### Stated problem:
Copy exactly the run of lines that begins at the line with "Exercise. Mark the glowing" and ends at the final line of the entries.

__________

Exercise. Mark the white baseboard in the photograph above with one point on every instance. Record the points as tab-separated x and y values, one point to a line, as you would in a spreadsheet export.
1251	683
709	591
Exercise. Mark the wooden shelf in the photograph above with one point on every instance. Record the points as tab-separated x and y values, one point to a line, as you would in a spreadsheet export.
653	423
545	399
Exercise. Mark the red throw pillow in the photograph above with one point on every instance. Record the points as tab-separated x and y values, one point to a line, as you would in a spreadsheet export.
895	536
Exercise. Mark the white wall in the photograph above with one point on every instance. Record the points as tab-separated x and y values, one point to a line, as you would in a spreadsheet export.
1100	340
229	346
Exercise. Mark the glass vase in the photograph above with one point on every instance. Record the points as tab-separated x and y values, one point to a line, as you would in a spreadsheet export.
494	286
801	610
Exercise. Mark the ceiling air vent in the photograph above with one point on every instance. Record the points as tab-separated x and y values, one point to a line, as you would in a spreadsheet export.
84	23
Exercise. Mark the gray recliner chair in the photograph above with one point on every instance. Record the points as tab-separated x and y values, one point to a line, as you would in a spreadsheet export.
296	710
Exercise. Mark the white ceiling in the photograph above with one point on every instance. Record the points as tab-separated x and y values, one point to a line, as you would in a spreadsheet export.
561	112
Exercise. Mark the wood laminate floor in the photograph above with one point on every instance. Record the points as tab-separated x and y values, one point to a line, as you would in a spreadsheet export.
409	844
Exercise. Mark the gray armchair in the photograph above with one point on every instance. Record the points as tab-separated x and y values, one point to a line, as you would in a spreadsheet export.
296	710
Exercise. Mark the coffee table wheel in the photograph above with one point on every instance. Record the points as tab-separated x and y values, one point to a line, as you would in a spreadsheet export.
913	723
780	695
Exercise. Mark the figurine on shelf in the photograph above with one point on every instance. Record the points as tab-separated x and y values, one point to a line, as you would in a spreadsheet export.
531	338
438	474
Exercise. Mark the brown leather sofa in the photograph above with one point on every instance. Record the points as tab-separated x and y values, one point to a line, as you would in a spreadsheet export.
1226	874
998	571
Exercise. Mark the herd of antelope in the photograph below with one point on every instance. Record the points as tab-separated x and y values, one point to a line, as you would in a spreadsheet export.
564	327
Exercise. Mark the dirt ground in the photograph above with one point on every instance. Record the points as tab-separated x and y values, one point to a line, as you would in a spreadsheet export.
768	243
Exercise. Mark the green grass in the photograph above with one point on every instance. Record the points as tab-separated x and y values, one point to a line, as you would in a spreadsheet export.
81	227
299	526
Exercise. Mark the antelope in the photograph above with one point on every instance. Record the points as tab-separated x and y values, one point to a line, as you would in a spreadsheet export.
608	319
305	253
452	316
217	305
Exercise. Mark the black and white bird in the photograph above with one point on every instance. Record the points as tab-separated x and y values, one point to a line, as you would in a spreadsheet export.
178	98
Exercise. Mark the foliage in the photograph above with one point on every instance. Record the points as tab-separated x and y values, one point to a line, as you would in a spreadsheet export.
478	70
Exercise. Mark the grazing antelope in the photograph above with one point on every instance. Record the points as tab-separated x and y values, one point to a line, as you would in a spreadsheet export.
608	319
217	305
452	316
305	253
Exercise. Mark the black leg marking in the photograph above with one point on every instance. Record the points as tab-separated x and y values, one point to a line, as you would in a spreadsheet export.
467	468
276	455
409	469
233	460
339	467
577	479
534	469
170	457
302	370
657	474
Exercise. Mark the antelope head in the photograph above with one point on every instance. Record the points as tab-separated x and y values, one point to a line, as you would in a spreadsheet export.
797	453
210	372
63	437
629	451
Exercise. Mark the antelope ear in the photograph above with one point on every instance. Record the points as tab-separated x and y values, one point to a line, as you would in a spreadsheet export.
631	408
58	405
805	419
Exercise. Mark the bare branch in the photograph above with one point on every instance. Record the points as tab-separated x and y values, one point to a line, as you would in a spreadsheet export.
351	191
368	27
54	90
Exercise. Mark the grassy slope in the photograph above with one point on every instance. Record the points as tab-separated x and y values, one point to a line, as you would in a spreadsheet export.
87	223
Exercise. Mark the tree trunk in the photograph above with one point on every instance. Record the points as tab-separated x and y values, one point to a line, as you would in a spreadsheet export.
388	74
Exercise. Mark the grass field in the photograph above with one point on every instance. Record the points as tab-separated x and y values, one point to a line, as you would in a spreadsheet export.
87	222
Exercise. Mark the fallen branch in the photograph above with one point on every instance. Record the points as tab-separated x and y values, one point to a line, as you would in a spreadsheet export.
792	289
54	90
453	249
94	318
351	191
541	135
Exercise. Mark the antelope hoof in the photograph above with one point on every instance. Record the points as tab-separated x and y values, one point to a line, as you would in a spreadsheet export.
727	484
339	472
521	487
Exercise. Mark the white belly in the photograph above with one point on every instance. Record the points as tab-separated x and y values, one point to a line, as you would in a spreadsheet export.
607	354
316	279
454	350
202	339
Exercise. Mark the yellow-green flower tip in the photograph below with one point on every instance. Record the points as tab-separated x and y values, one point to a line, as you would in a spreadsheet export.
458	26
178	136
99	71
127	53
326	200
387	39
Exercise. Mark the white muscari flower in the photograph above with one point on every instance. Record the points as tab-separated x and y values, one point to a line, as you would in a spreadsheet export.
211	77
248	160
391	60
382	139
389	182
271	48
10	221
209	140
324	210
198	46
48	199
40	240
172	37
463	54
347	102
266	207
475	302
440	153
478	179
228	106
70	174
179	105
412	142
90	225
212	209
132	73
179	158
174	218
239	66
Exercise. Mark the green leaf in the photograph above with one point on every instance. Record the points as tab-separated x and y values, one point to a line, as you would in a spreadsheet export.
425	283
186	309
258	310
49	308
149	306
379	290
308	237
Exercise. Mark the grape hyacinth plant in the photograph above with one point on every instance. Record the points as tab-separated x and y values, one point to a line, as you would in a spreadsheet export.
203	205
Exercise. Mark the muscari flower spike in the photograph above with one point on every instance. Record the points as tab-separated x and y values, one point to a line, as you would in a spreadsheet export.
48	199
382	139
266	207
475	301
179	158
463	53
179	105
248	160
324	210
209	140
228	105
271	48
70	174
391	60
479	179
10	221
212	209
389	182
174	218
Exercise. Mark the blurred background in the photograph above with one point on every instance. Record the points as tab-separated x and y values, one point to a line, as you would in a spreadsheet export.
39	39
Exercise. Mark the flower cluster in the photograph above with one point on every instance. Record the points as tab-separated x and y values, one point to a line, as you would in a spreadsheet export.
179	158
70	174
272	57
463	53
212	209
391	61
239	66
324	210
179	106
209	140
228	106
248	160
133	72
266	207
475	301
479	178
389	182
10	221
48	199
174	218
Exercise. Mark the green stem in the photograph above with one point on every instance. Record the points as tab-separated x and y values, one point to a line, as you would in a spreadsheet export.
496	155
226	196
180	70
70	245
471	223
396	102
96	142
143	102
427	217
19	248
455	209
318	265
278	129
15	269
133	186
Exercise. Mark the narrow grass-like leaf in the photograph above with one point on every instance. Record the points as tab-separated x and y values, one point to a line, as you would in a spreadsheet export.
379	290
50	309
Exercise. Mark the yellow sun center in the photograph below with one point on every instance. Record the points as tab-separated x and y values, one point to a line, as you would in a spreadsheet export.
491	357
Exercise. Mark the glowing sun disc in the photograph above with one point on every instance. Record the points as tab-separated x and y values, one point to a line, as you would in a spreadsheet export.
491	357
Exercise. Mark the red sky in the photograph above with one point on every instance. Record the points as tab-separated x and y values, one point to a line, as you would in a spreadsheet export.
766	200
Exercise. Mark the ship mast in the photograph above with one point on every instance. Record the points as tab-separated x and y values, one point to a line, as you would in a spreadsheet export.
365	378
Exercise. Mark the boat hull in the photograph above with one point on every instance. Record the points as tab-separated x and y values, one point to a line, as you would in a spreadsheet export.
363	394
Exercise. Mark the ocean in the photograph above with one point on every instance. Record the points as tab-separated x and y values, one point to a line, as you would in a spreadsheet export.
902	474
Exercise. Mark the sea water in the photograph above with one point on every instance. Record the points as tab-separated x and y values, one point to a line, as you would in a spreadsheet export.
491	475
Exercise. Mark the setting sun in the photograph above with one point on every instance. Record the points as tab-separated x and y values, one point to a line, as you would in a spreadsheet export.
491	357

__________

### Final answer:
Exercise. Mark the glowing sun disc in the photograph above with one point on every instance. Record the points as tab-separated x and y values, one point to a line, as you would in a spreadsheet export.
491	357
Exercise. Mark the red sky in the photograph above with one point on every instance. Record the points as tab-separated x and y values, one point to a line, as you would in a spreadsheet export.
766	200
Exercise. Mark the ship mast in the photograph above with one point on every instance. Record the points as tab-separated x and y values, one point to a line, as you would in a spreadsheet export.
365	378
Exercise. Mark the boat hull in the photograph above with one point on every instance. Record the points as tab-separated x and y values, one point to a line, as you would in a spreadsheet export.
363	394
Exercise. Mark the ocean in the photograph above with one point on every instance. Record the points as tab-separated x and y values, one point to a line, as you would in a spreadsheet export.
902	474
Exercise. Mark the sea water in the photograph above with one point on every instance. Record the points as tab-separated x and y values, one point to a line, as you would in a spreadsheet export.
491	475
Exercise. Mark the setting sun in the photograph above with one point on every instance. Record the points as tab-separated x and y values, one point to a line, as you would in a spreadsheet export.
491	357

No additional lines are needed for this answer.